_Goal of the exercise_: In the records that follow, find each line with the word "white" and copy it.

[Entries supplied — start]

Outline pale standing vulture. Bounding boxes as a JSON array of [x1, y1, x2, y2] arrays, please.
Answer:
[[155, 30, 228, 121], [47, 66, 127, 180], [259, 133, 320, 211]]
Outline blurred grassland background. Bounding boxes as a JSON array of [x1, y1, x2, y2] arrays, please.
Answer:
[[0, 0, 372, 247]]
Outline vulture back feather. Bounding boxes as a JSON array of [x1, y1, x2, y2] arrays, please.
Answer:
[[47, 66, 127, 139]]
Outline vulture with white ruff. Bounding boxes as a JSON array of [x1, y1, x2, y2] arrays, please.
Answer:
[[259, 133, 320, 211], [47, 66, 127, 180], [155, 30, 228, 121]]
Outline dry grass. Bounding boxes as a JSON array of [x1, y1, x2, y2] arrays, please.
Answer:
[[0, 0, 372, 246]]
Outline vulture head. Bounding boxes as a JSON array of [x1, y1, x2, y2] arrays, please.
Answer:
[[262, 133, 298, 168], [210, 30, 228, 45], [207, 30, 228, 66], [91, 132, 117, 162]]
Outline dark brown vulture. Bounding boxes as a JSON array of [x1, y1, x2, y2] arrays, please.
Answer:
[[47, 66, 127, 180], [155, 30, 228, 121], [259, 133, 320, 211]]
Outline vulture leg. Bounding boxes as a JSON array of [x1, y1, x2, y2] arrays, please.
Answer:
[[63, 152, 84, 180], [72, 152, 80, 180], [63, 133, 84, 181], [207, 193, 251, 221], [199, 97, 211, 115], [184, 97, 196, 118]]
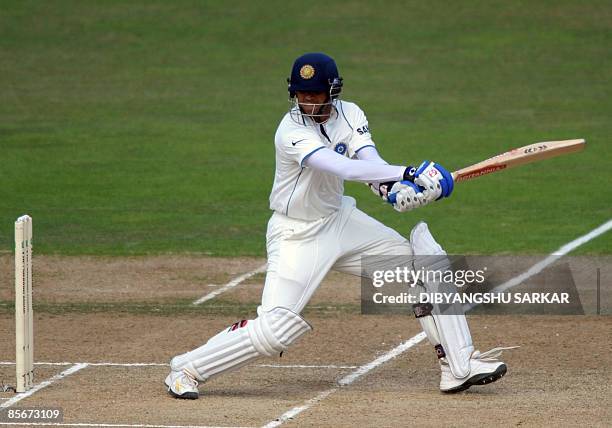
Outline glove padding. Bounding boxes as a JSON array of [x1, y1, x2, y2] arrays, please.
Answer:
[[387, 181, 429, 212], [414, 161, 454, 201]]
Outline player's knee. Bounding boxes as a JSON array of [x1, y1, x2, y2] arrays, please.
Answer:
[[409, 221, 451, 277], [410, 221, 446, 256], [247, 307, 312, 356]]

[Entries supplied — finish]
[Entries supplied — start]

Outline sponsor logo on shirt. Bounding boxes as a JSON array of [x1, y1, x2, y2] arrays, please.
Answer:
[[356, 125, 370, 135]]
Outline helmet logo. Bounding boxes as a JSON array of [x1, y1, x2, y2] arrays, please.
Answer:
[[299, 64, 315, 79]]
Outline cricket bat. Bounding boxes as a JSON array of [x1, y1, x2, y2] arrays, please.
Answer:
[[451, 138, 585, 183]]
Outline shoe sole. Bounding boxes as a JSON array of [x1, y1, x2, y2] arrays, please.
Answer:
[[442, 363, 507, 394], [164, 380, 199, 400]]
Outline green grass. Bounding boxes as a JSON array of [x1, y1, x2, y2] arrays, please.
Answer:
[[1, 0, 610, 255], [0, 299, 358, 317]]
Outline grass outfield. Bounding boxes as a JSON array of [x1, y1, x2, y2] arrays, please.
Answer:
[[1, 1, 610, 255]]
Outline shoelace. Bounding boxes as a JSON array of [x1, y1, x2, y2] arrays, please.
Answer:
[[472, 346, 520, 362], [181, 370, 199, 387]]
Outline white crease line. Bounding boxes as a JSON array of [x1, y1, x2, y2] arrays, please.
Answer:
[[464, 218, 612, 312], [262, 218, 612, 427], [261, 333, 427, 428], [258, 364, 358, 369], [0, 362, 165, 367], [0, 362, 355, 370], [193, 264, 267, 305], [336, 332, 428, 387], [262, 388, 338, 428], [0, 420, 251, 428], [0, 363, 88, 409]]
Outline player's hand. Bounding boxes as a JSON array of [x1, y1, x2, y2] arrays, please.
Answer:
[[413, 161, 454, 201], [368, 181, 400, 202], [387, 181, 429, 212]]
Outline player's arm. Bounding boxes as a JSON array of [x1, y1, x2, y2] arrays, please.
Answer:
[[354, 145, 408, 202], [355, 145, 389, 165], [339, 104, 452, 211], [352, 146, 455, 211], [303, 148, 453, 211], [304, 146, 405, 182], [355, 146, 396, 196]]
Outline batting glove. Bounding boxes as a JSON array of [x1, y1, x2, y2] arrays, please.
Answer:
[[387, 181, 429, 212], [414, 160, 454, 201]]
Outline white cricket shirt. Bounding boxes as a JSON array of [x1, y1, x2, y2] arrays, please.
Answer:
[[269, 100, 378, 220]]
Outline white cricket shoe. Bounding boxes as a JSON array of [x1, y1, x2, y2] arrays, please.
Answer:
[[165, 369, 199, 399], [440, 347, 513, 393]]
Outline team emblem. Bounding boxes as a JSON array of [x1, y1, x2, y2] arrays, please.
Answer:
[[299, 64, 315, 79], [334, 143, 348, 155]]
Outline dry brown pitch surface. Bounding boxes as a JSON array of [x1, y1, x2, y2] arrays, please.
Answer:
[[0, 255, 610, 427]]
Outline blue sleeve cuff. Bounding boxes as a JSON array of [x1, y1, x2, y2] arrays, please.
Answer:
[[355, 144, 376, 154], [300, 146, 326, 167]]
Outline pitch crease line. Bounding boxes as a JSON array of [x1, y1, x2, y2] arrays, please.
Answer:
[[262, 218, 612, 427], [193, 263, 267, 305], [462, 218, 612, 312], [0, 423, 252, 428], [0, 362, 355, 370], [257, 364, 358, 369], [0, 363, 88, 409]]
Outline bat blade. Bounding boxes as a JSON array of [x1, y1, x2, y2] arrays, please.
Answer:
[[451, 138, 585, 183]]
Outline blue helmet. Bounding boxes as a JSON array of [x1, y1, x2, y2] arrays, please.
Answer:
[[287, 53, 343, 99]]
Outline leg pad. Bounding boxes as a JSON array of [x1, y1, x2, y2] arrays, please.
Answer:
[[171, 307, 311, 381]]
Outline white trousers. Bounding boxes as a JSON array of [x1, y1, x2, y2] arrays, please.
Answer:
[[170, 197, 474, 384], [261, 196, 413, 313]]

[Entries supplied — finish]
[Entries supplied — start]

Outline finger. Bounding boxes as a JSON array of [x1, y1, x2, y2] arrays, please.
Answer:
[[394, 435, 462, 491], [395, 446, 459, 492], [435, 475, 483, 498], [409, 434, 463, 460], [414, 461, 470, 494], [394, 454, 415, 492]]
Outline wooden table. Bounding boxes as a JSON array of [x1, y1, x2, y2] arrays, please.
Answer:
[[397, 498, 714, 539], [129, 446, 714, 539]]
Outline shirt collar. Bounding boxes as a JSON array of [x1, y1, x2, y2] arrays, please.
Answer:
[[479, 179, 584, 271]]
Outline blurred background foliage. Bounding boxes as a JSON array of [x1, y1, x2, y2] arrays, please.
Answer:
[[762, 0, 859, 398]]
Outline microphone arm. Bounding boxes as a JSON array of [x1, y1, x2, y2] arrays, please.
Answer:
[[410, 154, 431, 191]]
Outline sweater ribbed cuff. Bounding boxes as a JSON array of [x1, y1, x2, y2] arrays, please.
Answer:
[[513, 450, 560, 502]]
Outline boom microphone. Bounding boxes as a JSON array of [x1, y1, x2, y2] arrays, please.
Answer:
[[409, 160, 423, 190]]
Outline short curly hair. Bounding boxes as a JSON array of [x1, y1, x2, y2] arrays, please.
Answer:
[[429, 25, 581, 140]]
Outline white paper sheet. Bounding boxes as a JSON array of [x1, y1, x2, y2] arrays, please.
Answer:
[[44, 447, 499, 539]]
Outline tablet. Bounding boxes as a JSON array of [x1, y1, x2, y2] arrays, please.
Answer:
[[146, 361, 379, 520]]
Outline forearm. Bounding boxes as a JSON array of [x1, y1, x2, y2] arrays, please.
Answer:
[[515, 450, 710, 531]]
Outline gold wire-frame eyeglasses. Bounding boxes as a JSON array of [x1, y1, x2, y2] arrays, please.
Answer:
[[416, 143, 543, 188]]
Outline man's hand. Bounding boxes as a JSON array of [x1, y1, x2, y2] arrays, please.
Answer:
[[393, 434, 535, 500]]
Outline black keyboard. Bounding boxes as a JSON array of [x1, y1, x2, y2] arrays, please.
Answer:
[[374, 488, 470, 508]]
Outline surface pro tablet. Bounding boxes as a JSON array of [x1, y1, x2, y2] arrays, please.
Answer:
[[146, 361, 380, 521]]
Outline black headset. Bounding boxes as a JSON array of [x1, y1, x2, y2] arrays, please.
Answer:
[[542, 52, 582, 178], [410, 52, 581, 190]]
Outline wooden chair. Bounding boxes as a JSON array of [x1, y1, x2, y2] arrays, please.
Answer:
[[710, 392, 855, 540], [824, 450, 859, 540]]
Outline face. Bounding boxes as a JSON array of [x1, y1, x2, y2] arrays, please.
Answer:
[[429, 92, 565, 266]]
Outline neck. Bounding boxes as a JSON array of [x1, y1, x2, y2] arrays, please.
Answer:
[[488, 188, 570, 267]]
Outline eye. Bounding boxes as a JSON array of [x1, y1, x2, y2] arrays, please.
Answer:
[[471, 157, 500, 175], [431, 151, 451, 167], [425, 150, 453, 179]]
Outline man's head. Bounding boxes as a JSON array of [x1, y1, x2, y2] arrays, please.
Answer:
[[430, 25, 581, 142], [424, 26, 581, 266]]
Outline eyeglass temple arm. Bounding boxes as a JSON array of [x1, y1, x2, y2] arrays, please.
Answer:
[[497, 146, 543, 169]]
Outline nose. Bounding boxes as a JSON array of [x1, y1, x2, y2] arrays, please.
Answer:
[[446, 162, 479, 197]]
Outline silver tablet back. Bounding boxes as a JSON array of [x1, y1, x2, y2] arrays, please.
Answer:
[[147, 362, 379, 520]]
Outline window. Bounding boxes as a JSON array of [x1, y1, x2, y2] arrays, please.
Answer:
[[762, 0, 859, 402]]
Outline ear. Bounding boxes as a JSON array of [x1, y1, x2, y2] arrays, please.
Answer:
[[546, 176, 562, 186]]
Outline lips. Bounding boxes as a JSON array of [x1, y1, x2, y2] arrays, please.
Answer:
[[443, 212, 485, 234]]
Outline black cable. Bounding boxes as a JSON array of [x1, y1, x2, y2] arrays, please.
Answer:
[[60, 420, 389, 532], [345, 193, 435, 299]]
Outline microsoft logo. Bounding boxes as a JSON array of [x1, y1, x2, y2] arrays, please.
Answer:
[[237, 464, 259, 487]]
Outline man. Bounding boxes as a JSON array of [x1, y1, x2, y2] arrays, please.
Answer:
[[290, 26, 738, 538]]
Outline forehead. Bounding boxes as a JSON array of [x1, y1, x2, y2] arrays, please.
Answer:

[Entries supplied — finish]

_Solution_:
Outline vulture with white ruff. Bounding boxes as a JSON array of [x1, y1, x2, y2] arrays, please.
Outline white crease line. Bounding boxes as a JSON array of [x1, y1, x2, y2] arrays, please.
Outline white cricket shirt. Bounding boxes as a JSON array of [x1, y1, x2, y2] arrays, please.
Outline white cricket shoe. Bounding boxes as a JSON array of [x1, y1, x2, y2] arrays, please.
Outline white trousers. Bounding boxes as a JSON array of [x1, y1, x2, y2] arrays, please.
Outline white paper sheet. Bounding boxes as a JSON array of [x1, y1, x2, y2] arrays, please.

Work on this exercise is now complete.